◆ **Source text**:
On his return to England Tulloch entered the senior department of the Royal Military College Sandhurst, and obtained a first-class certificate. While at the college he gained the friendship of John Narrien the mathematical professor.

==Statistician==
During his residence in India Tulloch had been impressed by the amount of sickness among the troops. With figures available to him, he drew up a series of tables showing the approximate death rate at various stations for a period of twenty years. These tables he published in Colburn's United Service Magazine for 1835. They attracted the attention of Earl Grey, then secretary of war, and he appointed Tulloch, with Henry Marshall and George Balfour, to investigate the subject fully and to report on it to parliament. Four volumes of statistical reports were the results of their inquiry, which extended till 1840, and the data afforded by the investigation have formed the basis of many subsequent ameliorations of the soldier's condition.

While engaged on the statistics relating to sickness, Tulloch's attention was drawn to the longevity of army pensioners, and after some research he found that great frauds were perpetrated on the government by the relatives of deceased pensioners continuing to draw their pay. By his recommendation these impositions were rendered impossible by the organisation of the pensioners into a corps with staff officers, and in this manner the pensioners were also rendered a body capable of affording assistance to the state on emergency. He obtained a captaincy on 12 March 1838 and was appointed a Companion of the Order of the Bath (CB) in the 1838 Coronation Honours. He was promoted to the rank of major on 29 March 1839, was appointed lieutenant-colonel on 31 May 1844, and on 20 June 1854 obtained the rank of colonel.

==Crimean War report==
In 1855, in consequence of the disasters in the Crimean War, Tulloch was sent with Sir John McNeill to examine the system of commissariat. Their final report was prepared in January 1856, and laid before parliament. Its views reflected on the capacity of many officers of high rank who had served in the Crimea. The commissioners did not lay the entire blame on the failure of the home authorities to furnish adequate supplies, but, on the contrary, reprehended the carelessness of general officers with the army in not providing for the proper distribution of stores and in neglecting the welfare of their troops.

◆ **Explore the material**:
1) In the passage on Tulloch, where did he publish his tables of death rates among troops?
2) Summarize the passage on Tulloch in three sentences.
3) Transcribe the passage on Tulloch between "While engaged on" and "rank of colonel.", inclusive.

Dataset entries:
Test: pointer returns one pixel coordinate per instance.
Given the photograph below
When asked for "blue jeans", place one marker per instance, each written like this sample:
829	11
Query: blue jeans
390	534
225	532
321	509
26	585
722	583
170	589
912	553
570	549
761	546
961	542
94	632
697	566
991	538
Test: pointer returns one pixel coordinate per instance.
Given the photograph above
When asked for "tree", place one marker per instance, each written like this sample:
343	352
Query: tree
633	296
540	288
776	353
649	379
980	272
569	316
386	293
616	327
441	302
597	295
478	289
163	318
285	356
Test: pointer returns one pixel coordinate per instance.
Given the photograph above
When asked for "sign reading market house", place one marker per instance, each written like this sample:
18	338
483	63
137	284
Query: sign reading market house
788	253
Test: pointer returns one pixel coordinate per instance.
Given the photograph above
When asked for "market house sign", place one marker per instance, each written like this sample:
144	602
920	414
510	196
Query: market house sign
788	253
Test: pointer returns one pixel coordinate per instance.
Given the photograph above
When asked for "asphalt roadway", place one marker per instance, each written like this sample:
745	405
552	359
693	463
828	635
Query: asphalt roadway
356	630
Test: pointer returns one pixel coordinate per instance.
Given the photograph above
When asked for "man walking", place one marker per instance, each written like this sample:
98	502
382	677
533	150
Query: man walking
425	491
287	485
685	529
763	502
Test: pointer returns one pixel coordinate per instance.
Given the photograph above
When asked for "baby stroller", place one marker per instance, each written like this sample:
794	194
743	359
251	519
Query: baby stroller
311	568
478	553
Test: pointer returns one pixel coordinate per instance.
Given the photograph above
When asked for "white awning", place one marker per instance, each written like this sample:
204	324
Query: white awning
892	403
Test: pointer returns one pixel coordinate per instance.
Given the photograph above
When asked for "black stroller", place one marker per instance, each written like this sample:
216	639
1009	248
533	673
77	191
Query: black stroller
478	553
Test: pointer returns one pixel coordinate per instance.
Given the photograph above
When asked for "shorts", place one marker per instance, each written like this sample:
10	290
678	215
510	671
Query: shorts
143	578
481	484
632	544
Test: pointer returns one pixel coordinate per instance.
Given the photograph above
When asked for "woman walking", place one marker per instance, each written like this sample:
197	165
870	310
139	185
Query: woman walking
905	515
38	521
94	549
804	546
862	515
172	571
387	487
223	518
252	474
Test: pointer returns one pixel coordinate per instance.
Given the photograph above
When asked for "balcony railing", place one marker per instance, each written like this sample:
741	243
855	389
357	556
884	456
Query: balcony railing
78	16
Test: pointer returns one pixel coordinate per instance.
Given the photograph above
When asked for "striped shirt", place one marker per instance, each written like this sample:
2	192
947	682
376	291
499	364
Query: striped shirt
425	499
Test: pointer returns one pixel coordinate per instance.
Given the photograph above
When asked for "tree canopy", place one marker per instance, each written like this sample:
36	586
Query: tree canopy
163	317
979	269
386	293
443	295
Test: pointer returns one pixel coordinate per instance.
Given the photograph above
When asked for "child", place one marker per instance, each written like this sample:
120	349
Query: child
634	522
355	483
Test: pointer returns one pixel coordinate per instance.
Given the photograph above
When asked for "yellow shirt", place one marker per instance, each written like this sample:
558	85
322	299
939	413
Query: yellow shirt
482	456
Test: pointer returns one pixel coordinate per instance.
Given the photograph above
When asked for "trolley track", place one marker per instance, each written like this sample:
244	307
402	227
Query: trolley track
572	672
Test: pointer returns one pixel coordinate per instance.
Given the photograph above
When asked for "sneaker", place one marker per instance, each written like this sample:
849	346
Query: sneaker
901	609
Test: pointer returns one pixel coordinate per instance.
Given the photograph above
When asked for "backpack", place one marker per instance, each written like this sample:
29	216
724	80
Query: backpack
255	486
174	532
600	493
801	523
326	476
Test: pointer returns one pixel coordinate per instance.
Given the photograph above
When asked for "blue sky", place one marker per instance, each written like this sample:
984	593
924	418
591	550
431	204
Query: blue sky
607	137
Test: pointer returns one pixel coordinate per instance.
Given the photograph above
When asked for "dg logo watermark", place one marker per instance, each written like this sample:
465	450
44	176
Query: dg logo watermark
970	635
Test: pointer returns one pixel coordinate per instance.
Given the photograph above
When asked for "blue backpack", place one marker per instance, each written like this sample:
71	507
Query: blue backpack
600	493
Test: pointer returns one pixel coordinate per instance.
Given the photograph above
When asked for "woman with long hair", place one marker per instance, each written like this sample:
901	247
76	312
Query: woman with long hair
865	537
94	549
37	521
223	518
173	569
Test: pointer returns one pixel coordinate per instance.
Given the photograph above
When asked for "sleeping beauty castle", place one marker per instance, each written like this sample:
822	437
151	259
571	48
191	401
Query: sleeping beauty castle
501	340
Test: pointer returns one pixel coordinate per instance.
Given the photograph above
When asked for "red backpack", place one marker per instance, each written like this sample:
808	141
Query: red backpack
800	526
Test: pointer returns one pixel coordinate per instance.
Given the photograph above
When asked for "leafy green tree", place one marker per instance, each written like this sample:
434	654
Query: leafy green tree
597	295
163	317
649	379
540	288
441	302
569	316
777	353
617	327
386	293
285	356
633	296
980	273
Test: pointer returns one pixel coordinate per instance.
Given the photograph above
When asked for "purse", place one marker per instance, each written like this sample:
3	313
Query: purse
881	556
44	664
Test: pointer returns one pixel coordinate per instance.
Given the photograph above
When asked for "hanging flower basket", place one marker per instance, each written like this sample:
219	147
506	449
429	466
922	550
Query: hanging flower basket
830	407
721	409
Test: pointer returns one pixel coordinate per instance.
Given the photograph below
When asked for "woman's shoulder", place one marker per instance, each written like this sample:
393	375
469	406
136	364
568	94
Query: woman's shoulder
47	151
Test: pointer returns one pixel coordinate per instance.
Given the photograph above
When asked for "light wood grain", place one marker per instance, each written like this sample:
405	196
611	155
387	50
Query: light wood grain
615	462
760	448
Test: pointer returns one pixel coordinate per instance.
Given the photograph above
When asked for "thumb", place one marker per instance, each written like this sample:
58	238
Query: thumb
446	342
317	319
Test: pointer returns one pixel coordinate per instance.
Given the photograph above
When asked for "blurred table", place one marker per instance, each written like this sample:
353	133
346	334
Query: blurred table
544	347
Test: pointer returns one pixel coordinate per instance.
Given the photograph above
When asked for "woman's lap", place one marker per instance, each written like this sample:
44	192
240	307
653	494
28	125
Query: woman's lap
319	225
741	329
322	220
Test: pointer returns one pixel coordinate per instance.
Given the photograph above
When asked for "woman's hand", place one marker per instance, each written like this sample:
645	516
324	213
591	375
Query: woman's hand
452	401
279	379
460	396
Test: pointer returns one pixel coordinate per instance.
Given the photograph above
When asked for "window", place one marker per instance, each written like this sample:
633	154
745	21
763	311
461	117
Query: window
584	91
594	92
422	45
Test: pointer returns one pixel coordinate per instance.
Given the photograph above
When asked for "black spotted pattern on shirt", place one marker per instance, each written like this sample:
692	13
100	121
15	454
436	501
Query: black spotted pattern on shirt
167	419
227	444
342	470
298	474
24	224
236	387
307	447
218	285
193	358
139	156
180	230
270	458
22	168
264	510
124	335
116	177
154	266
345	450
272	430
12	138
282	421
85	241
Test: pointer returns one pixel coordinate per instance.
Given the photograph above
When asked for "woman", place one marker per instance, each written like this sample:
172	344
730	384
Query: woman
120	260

◆ **Task-by-task answers**:
1) In Colburn's United Service Magazine for 1835.

2) After studying at Sandhurst, Tulloch drew up tables of troop death rates in India, and Earl Grey then appointed him with Henry Marshall and George Balfour to investigate and report to parliament, an inquiry that produced four volumes of statistical reports. His research also uncovered frauds by relatives of dead pensioners, which his recommendation stopped by organizing the pensioners into a corps, and he rose through the ranks to colonel by 1854. In 1855 he and Sir John McNeill examined the Crimean commissariat, and their 1856 report blamed general officers for neglecting supply distribution and their troops' welfare.

3)
While engaged on the statistics relating to sickness, Tulloch's attention was drawn to the longevity of army pensioners, and after some research he found that great frauds were perpetrated on the government by the relatives of deceased pensioners continuing to draw their pay. By his recommendation these impositions were rendered impossible by the organisation of the pensioners into a corps with staff officers, and in this manner the pensioners were also rendered a body capable of affording assistance to the state on emergency. He obtained a captaincy on 12 March 1838 and was appointed a Companion of the Order of the Bath (CB) in the 1838 Coronation Honours. He was promoted to the rank of major on 29 March 1839, was appointed lieutenant-colonel on 31 May 1844, and on 20 June 1854 obtained the rank of colonel.